- [Activity]: Check every line of the data for the word "laces", and copy those that have it.

*** Source records ***

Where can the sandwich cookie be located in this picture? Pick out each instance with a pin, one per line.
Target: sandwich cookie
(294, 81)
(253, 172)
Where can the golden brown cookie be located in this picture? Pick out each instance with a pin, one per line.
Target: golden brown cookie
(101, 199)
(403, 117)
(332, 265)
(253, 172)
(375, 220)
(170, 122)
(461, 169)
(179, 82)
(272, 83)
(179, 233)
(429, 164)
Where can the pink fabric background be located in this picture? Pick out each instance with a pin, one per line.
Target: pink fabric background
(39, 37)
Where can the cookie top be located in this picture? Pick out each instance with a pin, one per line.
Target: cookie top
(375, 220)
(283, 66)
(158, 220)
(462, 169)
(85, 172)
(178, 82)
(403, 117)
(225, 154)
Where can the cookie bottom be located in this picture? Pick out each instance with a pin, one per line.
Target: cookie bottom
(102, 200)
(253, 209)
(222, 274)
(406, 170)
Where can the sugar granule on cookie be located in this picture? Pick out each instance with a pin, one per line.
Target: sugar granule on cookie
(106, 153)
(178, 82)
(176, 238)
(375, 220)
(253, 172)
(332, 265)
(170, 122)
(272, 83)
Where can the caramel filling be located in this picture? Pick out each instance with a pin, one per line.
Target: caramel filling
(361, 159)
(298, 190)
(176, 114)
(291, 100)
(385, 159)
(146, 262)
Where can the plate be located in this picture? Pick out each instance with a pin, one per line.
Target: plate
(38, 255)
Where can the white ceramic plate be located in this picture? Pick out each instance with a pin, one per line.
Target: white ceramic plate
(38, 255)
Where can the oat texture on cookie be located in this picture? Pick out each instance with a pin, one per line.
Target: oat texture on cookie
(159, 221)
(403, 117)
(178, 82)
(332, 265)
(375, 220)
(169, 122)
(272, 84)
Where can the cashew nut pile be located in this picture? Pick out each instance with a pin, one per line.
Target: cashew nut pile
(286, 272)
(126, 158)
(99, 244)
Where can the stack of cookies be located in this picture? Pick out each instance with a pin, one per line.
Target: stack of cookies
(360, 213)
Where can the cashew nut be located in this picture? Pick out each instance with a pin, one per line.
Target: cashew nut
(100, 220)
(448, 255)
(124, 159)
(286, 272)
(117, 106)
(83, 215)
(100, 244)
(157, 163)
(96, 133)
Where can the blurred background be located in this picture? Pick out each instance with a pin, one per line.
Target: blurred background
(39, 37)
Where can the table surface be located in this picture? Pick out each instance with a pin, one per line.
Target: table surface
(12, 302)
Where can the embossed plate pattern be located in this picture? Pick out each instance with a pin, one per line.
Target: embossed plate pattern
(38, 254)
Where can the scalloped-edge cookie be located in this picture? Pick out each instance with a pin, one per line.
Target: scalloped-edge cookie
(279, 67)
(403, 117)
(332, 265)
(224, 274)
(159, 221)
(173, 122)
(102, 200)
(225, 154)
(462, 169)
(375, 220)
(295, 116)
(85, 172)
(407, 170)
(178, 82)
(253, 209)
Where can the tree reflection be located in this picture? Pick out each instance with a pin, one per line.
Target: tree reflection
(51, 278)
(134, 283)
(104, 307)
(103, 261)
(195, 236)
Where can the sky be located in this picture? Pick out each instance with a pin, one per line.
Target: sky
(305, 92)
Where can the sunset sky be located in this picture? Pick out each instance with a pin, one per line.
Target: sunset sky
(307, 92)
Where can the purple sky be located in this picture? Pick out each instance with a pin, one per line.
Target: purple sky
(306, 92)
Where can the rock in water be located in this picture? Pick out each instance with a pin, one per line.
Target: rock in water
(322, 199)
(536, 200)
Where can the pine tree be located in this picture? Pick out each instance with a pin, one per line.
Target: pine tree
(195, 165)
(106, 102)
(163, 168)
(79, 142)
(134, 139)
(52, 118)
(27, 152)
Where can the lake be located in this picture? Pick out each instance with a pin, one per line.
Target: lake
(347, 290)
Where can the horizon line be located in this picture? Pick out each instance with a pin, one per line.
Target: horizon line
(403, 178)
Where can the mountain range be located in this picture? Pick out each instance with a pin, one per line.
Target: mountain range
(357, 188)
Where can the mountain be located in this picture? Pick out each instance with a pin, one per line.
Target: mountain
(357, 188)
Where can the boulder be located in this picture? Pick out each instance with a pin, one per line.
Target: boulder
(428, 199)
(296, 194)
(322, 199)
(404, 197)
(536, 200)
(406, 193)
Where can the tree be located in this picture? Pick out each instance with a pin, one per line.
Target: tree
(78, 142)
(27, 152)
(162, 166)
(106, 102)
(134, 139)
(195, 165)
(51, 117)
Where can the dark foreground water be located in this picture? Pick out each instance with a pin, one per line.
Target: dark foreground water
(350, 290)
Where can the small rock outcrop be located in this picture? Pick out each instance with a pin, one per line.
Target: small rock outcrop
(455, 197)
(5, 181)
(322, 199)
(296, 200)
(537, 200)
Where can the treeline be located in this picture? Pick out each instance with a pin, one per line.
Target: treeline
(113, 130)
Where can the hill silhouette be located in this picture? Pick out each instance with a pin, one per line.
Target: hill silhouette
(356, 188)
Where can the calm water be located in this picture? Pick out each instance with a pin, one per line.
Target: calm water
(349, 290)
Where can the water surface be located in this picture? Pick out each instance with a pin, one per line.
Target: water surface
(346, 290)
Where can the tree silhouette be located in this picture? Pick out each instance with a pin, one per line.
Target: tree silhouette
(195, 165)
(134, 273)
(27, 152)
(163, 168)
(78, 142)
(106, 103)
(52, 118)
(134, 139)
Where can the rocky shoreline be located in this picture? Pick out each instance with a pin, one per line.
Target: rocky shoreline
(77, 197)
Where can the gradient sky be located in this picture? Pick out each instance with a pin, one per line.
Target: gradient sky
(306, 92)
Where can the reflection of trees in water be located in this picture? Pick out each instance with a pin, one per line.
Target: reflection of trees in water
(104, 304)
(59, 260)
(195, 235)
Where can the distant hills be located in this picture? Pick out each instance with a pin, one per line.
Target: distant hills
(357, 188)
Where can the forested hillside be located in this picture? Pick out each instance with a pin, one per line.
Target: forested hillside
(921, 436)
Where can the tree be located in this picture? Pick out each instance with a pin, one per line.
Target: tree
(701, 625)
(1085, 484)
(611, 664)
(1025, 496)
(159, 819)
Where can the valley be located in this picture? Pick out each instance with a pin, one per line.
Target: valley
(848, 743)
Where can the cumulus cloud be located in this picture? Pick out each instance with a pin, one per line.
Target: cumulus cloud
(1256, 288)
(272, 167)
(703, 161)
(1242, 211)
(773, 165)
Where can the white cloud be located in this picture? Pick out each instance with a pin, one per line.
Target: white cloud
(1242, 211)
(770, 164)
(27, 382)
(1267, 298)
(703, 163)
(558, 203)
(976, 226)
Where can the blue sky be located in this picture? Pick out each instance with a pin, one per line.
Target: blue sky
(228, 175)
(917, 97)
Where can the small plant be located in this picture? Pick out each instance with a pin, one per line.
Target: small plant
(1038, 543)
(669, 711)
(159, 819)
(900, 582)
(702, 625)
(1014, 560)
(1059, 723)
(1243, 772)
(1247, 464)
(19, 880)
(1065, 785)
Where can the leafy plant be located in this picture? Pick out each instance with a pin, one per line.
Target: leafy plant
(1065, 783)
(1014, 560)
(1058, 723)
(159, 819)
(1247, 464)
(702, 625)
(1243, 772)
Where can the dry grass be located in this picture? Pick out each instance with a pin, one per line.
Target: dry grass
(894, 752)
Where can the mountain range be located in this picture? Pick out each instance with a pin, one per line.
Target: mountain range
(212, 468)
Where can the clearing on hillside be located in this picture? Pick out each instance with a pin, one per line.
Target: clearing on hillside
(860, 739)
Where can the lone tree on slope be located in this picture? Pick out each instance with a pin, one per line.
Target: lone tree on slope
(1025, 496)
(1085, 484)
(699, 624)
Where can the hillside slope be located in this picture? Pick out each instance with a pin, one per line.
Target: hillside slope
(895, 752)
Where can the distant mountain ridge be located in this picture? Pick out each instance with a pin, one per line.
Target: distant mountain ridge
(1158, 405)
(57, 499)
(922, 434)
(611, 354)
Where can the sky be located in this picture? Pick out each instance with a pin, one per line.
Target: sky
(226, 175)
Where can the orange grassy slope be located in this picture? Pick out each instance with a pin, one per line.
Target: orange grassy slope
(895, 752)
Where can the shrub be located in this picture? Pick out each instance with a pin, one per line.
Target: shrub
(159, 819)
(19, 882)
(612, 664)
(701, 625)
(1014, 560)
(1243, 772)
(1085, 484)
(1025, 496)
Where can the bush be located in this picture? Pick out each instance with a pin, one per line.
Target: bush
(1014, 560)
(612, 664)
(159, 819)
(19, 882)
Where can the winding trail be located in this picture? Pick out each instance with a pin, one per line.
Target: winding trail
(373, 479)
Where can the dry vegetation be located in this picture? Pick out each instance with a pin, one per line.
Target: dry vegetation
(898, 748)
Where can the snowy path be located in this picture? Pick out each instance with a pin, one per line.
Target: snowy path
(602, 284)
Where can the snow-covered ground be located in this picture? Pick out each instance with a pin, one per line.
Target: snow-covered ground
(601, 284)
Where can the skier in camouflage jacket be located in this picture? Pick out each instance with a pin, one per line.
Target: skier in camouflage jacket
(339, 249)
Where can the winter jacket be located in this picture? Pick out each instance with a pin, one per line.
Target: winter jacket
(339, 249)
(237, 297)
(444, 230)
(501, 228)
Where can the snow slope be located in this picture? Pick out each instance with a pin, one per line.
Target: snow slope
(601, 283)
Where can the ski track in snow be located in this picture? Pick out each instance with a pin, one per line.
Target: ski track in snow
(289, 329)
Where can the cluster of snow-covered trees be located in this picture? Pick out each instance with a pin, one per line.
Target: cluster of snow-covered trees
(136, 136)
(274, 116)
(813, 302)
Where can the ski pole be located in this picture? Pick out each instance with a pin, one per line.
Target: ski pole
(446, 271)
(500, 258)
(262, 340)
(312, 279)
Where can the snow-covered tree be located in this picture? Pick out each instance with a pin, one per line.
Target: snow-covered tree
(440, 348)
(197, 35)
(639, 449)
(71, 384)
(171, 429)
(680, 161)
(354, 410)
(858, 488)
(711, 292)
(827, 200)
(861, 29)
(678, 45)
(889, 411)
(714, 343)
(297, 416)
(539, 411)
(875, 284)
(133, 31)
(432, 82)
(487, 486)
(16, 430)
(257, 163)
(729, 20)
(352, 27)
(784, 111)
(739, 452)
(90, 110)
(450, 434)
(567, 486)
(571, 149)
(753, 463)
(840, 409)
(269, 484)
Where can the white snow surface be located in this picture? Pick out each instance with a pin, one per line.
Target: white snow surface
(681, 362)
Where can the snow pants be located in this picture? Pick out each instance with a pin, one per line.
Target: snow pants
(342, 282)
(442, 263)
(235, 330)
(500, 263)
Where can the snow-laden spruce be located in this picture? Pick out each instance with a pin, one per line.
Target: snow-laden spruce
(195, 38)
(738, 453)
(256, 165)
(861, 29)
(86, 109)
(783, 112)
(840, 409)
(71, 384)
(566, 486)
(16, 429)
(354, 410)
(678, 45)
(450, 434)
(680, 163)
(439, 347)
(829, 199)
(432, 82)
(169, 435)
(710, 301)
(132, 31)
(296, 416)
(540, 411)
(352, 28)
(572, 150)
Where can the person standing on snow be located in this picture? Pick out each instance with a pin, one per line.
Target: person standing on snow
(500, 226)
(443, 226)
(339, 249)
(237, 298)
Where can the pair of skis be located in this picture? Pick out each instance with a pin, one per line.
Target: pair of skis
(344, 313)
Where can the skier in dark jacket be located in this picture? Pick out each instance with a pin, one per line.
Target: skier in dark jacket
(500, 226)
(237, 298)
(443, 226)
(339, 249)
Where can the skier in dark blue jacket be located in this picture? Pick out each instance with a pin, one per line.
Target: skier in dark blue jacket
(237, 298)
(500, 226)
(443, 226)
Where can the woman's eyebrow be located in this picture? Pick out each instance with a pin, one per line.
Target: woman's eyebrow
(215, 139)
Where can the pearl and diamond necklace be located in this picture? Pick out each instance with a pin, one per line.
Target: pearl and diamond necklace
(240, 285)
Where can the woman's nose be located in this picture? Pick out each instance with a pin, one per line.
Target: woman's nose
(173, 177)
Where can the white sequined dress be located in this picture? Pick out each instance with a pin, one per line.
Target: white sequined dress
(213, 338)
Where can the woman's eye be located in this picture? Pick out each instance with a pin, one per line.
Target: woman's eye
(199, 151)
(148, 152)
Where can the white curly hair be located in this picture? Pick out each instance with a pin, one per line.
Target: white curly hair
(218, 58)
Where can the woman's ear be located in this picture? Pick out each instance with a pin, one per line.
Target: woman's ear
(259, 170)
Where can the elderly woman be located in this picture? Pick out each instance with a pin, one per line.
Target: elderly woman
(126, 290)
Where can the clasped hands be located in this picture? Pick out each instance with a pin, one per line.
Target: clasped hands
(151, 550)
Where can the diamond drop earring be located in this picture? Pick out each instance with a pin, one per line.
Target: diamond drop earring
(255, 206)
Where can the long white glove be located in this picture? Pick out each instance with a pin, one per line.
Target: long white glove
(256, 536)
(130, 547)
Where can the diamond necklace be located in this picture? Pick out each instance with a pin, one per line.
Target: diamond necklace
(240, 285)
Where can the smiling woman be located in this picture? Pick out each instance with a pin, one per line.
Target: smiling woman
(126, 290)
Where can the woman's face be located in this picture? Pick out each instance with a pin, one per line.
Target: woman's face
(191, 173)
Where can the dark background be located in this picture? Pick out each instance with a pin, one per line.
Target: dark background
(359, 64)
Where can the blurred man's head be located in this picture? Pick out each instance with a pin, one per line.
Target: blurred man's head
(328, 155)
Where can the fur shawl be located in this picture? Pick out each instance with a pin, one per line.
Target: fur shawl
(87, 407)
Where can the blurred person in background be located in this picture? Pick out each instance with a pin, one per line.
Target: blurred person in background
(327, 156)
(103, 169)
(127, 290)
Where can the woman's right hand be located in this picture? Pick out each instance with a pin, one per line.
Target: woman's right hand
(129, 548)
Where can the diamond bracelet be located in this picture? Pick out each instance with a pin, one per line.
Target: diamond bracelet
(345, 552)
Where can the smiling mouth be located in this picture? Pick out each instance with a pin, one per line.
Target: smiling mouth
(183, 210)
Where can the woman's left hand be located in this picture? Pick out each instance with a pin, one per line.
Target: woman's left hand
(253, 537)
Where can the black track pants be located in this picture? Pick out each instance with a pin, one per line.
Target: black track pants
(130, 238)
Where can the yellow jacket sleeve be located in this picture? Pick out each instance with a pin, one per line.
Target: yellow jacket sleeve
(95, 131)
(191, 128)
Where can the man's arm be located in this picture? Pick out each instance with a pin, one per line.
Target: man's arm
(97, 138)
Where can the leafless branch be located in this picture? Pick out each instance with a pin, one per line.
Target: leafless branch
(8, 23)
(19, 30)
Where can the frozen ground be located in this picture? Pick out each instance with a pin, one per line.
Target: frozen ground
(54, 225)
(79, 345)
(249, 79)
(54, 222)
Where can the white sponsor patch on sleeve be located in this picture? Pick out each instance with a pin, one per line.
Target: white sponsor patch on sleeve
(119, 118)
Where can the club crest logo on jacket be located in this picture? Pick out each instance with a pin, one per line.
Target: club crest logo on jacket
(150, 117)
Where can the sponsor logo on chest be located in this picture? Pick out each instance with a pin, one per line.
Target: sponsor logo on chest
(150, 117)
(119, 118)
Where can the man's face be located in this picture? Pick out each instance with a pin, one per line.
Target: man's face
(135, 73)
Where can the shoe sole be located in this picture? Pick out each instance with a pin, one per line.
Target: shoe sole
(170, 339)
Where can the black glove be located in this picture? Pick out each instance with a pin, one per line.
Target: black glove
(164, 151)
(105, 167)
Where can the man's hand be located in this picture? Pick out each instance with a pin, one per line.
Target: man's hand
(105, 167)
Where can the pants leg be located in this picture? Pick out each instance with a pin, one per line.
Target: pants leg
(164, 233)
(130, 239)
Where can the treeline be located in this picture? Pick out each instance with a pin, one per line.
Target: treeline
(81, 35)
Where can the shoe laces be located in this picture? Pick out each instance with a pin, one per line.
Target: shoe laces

*** End of Source records ***

- [Task solution]:
Where can the shoe laces be located in this picture? Pick out each instance with a pin, one per line.
Target: shoe laces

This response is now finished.